[BEGIN]

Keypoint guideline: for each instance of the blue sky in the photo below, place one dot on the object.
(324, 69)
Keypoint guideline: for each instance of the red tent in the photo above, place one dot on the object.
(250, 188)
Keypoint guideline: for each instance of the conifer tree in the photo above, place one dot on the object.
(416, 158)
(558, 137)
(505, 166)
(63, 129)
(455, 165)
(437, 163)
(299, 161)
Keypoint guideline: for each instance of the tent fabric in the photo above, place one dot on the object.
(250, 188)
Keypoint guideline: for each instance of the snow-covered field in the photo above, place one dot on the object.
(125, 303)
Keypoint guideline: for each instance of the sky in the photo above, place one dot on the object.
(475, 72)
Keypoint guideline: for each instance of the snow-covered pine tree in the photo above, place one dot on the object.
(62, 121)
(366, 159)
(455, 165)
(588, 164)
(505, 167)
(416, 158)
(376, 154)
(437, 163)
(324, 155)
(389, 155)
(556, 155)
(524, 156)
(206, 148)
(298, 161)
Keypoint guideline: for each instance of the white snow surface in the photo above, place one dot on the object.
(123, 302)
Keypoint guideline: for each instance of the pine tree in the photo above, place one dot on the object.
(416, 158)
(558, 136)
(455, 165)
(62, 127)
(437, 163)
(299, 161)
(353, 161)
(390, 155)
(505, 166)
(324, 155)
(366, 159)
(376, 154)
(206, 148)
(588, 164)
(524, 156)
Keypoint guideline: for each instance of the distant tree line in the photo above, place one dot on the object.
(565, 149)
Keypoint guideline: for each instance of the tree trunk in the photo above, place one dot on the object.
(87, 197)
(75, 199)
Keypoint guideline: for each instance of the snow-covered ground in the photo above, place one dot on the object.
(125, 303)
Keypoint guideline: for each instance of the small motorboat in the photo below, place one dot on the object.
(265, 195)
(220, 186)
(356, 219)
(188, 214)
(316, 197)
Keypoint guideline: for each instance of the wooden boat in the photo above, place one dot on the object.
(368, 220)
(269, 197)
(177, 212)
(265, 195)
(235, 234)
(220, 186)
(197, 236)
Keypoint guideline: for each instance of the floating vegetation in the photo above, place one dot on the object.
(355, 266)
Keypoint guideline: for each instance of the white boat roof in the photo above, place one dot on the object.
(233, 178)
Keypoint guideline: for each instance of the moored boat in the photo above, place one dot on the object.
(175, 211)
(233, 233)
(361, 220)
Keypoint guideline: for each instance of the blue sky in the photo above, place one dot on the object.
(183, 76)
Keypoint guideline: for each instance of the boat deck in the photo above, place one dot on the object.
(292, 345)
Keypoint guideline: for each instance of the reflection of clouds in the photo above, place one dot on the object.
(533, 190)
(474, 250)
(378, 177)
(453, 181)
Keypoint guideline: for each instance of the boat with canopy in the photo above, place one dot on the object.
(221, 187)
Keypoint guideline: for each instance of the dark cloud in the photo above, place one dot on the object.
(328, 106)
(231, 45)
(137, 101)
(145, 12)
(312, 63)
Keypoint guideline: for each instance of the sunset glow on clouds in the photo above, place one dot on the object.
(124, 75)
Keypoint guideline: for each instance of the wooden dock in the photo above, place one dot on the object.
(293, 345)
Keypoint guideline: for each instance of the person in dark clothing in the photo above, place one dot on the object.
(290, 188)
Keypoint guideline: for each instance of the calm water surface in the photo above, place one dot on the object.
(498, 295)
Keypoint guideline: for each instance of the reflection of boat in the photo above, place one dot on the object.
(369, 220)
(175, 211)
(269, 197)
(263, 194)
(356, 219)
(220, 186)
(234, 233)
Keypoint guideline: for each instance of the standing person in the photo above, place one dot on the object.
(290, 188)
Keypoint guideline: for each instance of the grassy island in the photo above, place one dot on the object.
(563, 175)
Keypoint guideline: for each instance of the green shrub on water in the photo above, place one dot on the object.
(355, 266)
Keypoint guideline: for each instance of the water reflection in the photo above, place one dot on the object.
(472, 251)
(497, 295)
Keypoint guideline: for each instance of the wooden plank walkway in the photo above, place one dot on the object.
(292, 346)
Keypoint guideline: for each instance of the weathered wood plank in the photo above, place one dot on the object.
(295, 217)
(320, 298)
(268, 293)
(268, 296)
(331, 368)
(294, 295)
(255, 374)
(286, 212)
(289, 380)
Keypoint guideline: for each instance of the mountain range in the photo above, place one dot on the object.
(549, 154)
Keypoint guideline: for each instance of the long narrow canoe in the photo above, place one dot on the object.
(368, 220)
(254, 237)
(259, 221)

[END]

- _AIM OF THE EXERCISE_
Format all of the data above as a numbered list, one entry per line, leaving out any blank lines.

- _PROBLEM SOLUTION_
1. Keypoint guideline: for each instance of the blue sky in the photo below, place one dot on the object.
2. (324, 69)
3. Keypoint guideline: for each instance of the red tent in the photo above, place one dot on the object.
4. (250, 188)
5. Keypoint guideline: for each instance of the conifer tree in the photo above, place one dot on the object.
6. (416, 158)
7. (558, 137)
8. (505, 166)
9. (63, 129)
10. (455, 165)
11. (437, 163)
12. (299, 161)
13. Keypoint guideline: for each instance of the tent fabric in the photo above, place one dot on the object.
14. (250, 188)
15. Keypoint guideline: for each instance of the snow-covered field in the photo above, place one dot on the object.
16. (125, 303)
17. Keypoint guideline: for each instance of the sky in the photo above, place one dot on the object.
18. (475, 72)
19. Keypoint guideline: for each instance of the snow-covered pine tree in the photo above, place one dot on the object.
20. (62, 121)
21. (366, 159)
22. (455, 165)
23. (588, 164)
24. (505, 167)
25. (416, 158)
26. (376, 154)
27. (437, 163)
28. (324, 155)
29. (389, 155)
30. (556, 155)
31. (524, 156)
32. (206, 148)
33. (298, 161)
34. Keypoint guideline: for each instance of the white snow surface in the photo above, place one dot on the object.
35. (123, 302)
36. Keypoint guideline: for each instance of the pine tree in the photo above, place one dot on the object.
37. (416, 158)
38. (558, 136)
39. (455, 165)
40. (62, 127)
41. (437, 163)
42. (299, 161)
43. (353, 161)
44. (390, 155)
45. (505, 166)
46. (324, 155)
47. (366, 159)
48. (376, 154)
49. (206, 148)
50. (588, 164)
51. (524, 156)
52. Keypoint guideline: for each instance of the distant tree line in the photo above, place one dot on the object.
53. (565, 149)
54. Keypoint guideline: for each instance of the tree trunk in the photo above, place one dot on the object.
55. (87, 197)
56. (75, 199)
57. Keypoint guideline: for each instance of the snow-covered ground in the photo above, place one dot on the object.
58. (125, 303)
59. Keypoint guideline: for each instance of the small motorboat in the photo below, place one dot on the object.
60. (265, 195)
61. (220, 186)
62. (356, 219)
63. (188, 214)
64. (316, 197)
65. Keypoint guideline: for each instance of the wooden boat in the photo above, place one dot on the object.
66. (368, 220)
67. (269, 197)
68. (177, 212)
69. (265, 195)
70. (235, 234)
71. (220, 186)
72. (197, 236)
73. Keypoint guideline: for each instance of the floating vegetation in the photo above, place one dot on the object.
74. (355, 266)
75. Keypoint guideline: for each instance of the white boat roof in the photo above, place one dot on the object.
76. (233, 178)
77. Keypoint guideline: for each instance of the moored boat in the photo above, place one dot on the object.
78. (175, 211)
79. (233, 233)
80. (361, 220)
81. Keypoint guideline: for each instance of the blue sky in the photo above, place one dot on the object.
82. (183, 76)
83. Keypoint guideline: for each instance of the boat deck in the photo above, place one dot on the object.
84. (292, 345)
85. Keypoint guideline: for each instance of the reflection of clouds in the photo above, place one dot on the object.
86. (533, 190)
87. (474, 250)
88. (378, 177)
89. (453, 181)
90. Keypoint guideline: for each instance of the boat with canopy in the photo above, place one dot on the object.
91. (221, 187)
92. Keypoint guideline: for each instance of the dark cloud in the photo above, place one dot on the object.
93. (328, 106)
94. (231, 45)
95. (137, 101)
96. (145, 12)
97. (312, 63)
98. Keypoint guideline: for each instance of the sunset glow on clouds in the photo above, place one dot on the object.
99. (124, 75)
100. Keypoint guideline: for each instance of the wooden dock in the photo above, place one dot on the object.
101. (293, 345)
102. Keypoint guideline: for each instance of the person in dark clothing in the photo above, place one dot on the object.
103. (290, 188)
104. Keypoint guideline: for each instance of the calm water surface in the photo above, place one dot on the object.
105. (498, 295)
106. Keypoint guideline: for each instance of the reflection of boat in the photo above, place one dot on the object.
107. (369, 220)
108. (175, 211)
109. (269, 197)
110. (263, 194)
111. (356, 219)
112. (220, 186)
113. (234, 233)
114. Keypoint guideline: for each instance of the standing person in the photo above, place one dot on the object.
115. (290, 188)
116. Keypoint guideline: for each instance of the grassy island in the photo above, place one dot on the object.
117. (563, 175)
118. Keypoint guideline: for each instance of the green shrub on water in the photo above, place one dot on the object.
119. (355, 266)
120. Keypoint guideline: for each instance of the water reflection in the photo above, place one dot on the object.
121. (472, 251)
122. (497, 295)
123. Keypoint guideline: for each instance of the wooden plank walkway in the photo above, place one dot on the object.
124. (292, 346)
125. Keypoint guideline: for each instance of the weathered wood plank in the photo above, place one dot on the object.
126. (295, 217)
127. (320, 298)
128. (268, 293)
129. (268, 296)
130. (331, 368)
131. (294, 295)
132. (255, 374)
133. (286, 212)
134. (289, 380)
135. Keypoint guideline: for each instance of the mountain range in the photo above, place one dot on the object.
136. (549, 154)
137. Keypoint guideline: for each instance of the long narrow canoe in the photo above, place one dot on the object.
138. (368, 220)
139. (254, 237)
140. (259, 221)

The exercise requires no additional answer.